WORK TO BE COMPLETED - Put the entries below into a two-column CSV with the headers "instruction" and "points", one row per entry: its text in the first column and its answer in the second. Wrap each field in quotes, turn line breaks into spaces, and leave out the pictures.

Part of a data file
-=-=-=-=-

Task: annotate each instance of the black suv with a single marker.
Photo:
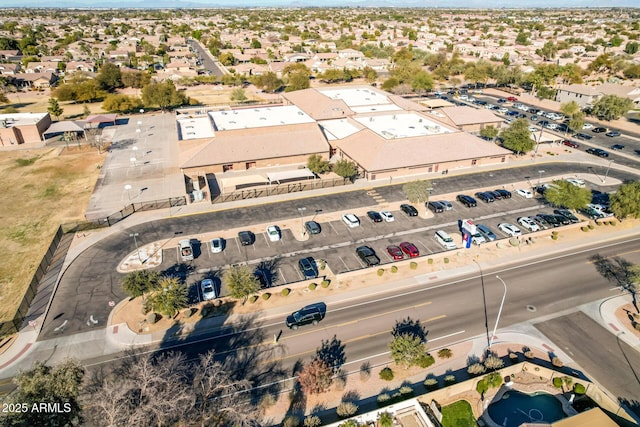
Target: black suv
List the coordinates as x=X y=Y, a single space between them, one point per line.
x=304 y=316
x=408 y=210
x=468 y=201
x=436 y=207
x=308 y=268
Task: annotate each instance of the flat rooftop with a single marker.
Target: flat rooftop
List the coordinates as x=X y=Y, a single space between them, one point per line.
x=393 y=126
x=195 y=128
x=250 y=118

-=-=-=-=-

RESPONSE FOR THIS EXERCISE -
instruction,points
"Task: annotate each instance of the black suv with a single marker. Photo: Target: black suv List the coordinates as x=X y=Y, a single space between them, one point per line.","x=304 y=316 x=408 y=210 x=468 y=201 x=436 y=207 x=308 y=268"
"Task: annotate each instance of the flat rooftop with a single marker. Target: flat rooftop List the coordinates as x=X y=Y, a single space between them, one point per line.","x=393 y=126 x=195 y=128 x=250 y=118"